(Location annotation dataset excerpts)
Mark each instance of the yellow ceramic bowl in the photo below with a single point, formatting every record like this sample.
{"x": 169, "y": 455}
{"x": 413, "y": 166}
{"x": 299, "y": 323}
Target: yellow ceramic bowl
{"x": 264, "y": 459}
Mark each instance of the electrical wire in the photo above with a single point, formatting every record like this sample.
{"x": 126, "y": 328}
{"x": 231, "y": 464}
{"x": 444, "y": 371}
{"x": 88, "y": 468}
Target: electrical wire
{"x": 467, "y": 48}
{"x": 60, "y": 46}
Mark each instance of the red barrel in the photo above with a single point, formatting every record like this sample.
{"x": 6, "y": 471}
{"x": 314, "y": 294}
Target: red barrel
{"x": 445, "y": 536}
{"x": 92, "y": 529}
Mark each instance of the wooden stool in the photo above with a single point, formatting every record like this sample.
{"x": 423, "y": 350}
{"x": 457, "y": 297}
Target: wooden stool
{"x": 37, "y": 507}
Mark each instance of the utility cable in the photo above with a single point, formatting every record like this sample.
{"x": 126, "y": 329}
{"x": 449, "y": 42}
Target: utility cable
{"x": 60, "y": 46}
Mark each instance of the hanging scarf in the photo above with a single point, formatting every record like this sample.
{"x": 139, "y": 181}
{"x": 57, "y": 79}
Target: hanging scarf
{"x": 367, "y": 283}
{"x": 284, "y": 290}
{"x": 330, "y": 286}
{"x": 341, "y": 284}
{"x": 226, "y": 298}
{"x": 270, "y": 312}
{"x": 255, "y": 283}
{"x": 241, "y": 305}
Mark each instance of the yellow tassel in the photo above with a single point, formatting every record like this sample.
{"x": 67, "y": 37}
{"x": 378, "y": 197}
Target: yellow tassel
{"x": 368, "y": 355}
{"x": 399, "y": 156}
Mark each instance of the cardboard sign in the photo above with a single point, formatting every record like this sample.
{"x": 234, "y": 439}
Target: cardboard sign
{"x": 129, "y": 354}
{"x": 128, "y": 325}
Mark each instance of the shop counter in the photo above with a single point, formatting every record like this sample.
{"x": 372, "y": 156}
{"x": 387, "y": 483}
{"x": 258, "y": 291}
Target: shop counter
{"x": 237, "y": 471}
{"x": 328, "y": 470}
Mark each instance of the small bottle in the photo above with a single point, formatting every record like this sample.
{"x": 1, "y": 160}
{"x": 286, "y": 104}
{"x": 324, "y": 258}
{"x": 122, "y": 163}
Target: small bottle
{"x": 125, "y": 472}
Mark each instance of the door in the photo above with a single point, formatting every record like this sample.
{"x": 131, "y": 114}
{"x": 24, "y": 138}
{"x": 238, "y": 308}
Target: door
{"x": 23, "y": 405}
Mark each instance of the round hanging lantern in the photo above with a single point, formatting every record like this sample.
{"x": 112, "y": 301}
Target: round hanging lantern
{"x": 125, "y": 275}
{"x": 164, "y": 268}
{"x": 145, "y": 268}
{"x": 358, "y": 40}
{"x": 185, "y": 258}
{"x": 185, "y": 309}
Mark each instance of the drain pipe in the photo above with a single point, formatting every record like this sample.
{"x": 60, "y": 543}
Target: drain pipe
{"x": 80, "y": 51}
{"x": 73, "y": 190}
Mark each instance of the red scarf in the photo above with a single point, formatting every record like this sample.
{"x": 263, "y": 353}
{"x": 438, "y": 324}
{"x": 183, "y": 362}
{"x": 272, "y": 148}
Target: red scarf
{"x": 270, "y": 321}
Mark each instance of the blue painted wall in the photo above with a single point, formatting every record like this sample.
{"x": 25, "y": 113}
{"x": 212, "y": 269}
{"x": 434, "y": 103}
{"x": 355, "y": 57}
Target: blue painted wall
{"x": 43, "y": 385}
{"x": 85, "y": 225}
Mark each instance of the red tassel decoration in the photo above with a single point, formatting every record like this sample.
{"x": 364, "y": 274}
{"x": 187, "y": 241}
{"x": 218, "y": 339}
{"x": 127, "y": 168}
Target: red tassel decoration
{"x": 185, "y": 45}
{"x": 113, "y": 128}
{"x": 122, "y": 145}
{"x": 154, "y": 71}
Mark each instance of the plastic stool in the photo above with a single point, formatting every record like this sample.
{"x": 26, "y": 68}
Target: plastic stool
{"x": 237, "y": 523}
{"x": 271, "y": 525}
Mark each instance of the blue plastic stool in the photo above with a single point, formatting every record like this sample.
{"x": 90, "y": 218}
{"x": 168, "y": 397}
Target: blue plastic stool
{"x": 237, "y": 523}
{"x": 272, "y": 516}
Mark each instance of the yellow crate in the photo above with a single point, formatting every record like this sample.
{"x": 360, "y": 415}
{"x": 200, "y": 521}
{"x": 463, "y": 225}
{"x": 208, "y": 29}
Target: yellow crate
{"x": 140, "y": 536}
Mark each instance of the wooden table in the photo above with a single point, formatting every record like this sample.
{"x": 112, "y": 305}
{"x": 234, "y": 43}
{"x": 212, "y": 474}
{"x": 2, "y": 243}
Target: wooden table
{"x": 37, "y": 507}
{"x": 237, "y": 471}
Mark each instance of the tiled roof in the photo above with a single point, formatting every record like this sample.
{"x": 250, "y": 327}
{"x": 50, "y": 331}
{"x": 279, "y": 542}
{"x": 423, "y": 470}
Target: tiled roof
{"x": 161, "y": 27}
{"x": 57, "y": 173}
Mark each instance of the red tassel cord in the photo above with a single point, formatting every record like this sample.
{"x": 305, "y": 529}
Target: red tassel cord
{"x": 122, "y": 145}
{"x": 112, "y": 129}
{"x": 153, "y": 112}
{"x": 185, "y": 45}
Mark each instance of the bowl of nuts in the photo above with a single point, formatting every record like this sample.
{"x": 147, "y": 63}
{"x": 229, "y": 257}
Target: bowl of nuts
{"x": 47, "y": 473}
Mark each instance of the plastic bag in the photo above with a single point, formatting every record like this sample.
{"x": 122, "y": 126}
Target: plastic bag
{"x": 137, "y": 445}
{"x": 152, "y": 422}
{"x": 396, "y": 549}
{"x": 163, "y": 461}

* [DIRECTIONS]:
Write out the records again, starting with the line that contains "Mark each instance of the wooden table" and going on through the end of the records, with the requests included. Shift each answer point listed under a "Target:" line by adding 13 to both its x and y coordinates, and leave the sample points in the requests as they are.

* [RESPONSE BELOW]:
Mark each instance of the wooden table in the photo above with a single point, formatting every record like this sample.
{"x": 112, "y": 305}
{"x": 234, "y": 43}
{"x": 212, "y": 474}
{"x": 2, "y": 243}
Target: wooden table
{"x": 50, "y": 520}
{"x": 250, "y": 484}
Mark each instance of the tiled roof in the photo above with a single point, formatting every record like this sample.
{"x": 250, "y": 327}
{"x": 50, "y": 331}
{"x": 279, "y": 542}
{"x": 423, "y": 470}
Target: tiled roof
{"x": 174, "y": 40}
{"x": 70, "y": 186}
Mark each instance of the red tassel cord in the photo above with a single point, formatting every record like this sample.
{"x": 305, "y": 529}
Target: red tassel cord
{"x": 135, "y": 158}
{"x": 125, "y": 142}
{"x": 166, "y": 125}
{"x": 198, "y": 58}
Mark each instance of the bowl of nuts in the photo above with a single point, formatting every record like this sample.
{"x": 147, "y": 63}
{"x": 229, "y": 257}
Target: bowl of nuts
{"x": 60, "y": 486}
Mark each instance of the plastic bag in the photo above with a single point, formatting every record like this sample.
{"x": 122, "y": 126}
Target: plastic bag
{"x": 150, "y": 458}
{"x": 165, "y": 435}
{"x": 409, "y": 562}
{"x": 176, "y": 474}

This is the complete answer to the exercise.